Task statement: Retype the listing found below exactly, but leave out each picture.

Segment Start: Data

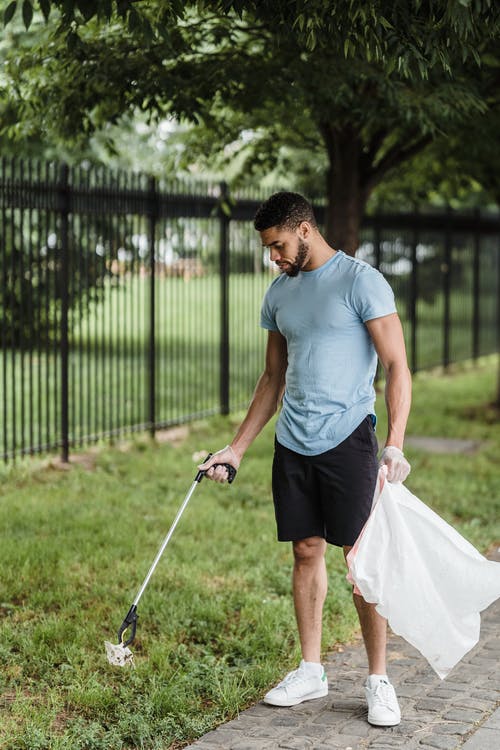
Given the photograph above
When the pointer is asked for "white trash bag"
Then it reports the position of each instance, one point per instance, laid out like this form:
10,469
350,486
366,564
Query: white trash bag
425,578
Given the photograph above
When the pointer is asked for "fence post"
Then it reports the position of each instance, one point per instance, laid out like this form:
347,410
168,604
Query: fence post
152,216
224,298
64,212
476,320
446,268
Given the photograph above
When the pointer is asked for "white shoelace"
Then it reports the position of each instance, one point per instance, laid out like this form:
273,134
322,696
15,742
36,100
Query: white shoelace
384,694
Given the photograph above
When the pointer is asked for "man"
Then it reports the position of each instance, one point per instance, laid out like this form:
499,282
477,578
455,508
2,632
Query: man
328,316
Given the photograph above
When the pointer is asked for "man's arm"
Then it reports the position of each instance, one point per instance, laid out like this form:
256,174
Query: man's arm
387,336
265,401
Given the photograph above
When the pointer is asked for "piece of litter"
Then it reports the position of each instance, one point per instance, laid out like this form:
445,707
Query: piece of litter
118,655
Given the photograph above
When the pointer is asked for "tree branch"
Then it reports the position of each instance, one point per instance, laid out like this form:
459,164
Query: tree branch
396,155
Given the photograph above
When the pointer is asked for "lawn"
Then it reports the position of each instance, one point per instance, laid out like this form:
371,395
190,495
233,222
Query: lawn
109,365
216,623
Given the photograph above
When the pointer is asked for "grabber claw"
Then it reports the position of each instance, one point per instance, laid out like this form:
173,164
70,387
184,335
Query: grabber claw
119,654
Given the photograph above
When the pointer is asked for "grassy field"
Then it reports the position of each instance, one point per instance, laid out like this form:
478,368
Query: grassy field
109,358
216,623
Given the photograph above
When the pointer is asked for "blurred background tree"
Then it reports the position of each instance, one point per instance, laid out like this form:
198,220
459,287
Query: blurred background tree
341,94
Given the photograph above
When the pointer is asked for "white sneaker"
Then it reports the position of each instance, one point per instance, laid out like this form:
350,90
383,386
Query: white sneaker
383,706
298,686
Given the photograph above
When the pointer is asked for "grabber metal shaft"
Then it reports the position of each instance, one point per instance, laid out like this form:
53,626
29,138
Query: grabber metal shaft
130,620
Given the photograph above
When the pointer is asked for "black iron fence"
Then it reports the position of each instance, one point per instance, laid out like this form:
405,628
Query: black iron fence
132,304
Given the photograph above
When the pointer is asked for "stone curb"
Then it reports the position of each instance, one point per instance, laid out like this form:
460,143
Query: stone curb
462,711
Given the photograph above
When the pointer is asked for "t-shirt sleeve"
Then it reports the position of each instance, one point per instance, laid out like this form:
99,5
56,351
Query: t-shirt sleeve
372,297
267,316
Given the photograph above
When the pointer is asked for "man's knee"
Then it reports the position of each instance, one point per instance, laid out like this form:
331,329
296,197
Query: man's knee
309,550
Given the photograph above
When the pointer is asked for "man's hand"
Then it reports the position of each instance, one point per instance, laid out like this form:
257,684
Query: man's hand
398,467
219,473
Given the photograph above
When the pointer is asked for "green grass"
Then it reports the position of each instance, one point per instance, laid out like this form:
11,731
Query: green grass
216,623
109,358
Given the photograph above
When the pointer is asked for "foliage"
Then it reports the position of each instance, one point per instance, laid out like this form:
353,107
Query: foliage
367,85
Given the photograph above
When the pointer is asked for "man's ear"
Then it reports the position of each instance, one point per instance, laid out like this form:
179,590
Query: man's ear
304,229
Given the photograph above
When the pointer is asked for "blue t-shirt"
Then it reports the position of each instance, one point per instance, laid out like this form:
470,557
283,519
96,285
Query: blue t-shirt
331,357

Segment End: Data

Answer for the task:
Given the photograph above
When the pointer is asked for "white trash bag"
Then it reports the position of each instance, one point per instance, laid out like this form:
10,469
350,486
366,564
Query: white trash bag
425,578
Given the photograph above
When the pointer is asked for "fence post"
Then it reports the position of each instance, one point per instance, laid out like this form:
347,410
168,604
Query: fence post
152,216
224,298
64,212
476,320
446,268
Given the photograph above
When the pointer is asked for "white shoelace"
Then it reports the position of each instance, one point per instance, laid out like this form:
273,134
322,696
15,742
36,100
Query: white shoelace
384,694
Given the photograph above
When the pointer is asked for "man"
Then it reports the position of each instance, one point per instance, laid out like this form:
499,282
477,578
455,508
2,632
Query: man
328,316
Given the photograph above
When the pointer is asked for "man's arm"
Then it reports the position of each instance, one point per instance, laid out like this form:
256,174
Query: man's arm
387,336
265,401
Given the photograph above
When the pointer is asked for "piece of litter"
Then it reports the position of each instance, one point per instance, laid out like this form:
445,707
Query: piece of litter
118,655
Given the photograph above
When the pointer is asked for "tree branch"
Then it reports the position of each instance, one point per instance, laid out like this form:
459,164
Query: tree branch
396,155
Given the photograph above
When the pointer is asked for "lawn"
Then it reports the position of each instance, one point per instance, laid out like this form:
371,395
190,495
233,222
Query: lawn
109,365
216,623
Given the photograph above
When the pointer is asked for "grabber claw"
Then it reports the position of each instance, one point per instance, laid out like this form:
173,164
70,387
184,335
Query: grabber claw
119,654
Given the photograph above
When the pointer is asked for "grassy field"
Then it reports the position of each instance, one point per instance, laid out like this form:
478,368
Query: grassy field
109,358
216,623
Given the photograph above
When the pointer is asked for "blurred background tree"
Then it reports the position of each instance, one point per instance, laid out like this form:
198,220
459,287
Query: blurred background tree
341,94
Given the photograph above
When the pointer is asked for "white sneaker"
Then it reports the position of each instance, one point per instance, laid out like this form:
350,90
383,386
Query: white sneaker
383,706
298,686
Given the photograph above
When the pointer is asked for "grabber metal shaft"
Then it reports the position of each instance, one point per instance, laid out like this form:
53,626
29,138
Query: grabber metal shaft
130,620
Given the photograph above
When the pointer is asked for "black iron fence"
Then it reports the position of each instance, one point per instance, laid out like this form:
405,628
Query: black iron fence
132,304
Given the photograph above
When the pointer is asked for "stone curb"
Then it reports the position of each instance, one point per instance, laid out like this form:
460,143
Query: stone curb
462,711
Given the photograph above
When the pointer is asked for "t-shirt sleeve"
Then it reports the position of each instance, one point per instance, laid out like this form:
99,5
56,351
Query: t-shirt sleeve
372,297
267,316
Given the photograph above
When the pointer is asked for "man's knee"
Then it reports the position of each instance, one point per instance, laid out like this form:
331,329
296,197
Query: man's knee
309,550
Given the photograph above
When the pointer is asked for "man's hand"
Then it reports the position of each instance, one point per instance, laid out like this form:
257,684
Query: man's hand
398,467
219,473
Given the photograph above
When the pointer is asked for "green grass"
Then it reports the position of each instance, one point per instance, laid out like this form:
11,731
Query: green grass
216,623
109,358
Given the photograph above
When the pointer is asked for "foliage"
Then it reports the position of each instance, one point per instance, laid out like this form:
353,107
Query: foliage
367,85
Given the photograph above
When the pointer is asked for "man's ear"
Then it reports the position of each instance, one point per instance, laid out like this form:
179,590
Query: man's ear
304,229
Given the photograph above
When the pointer is asked for "blue t-shirt"
Then it reports the position of each instance, one point per instance, laid out like this form:
470,557
283,519
96,285
Query: blue t-shirt
331,357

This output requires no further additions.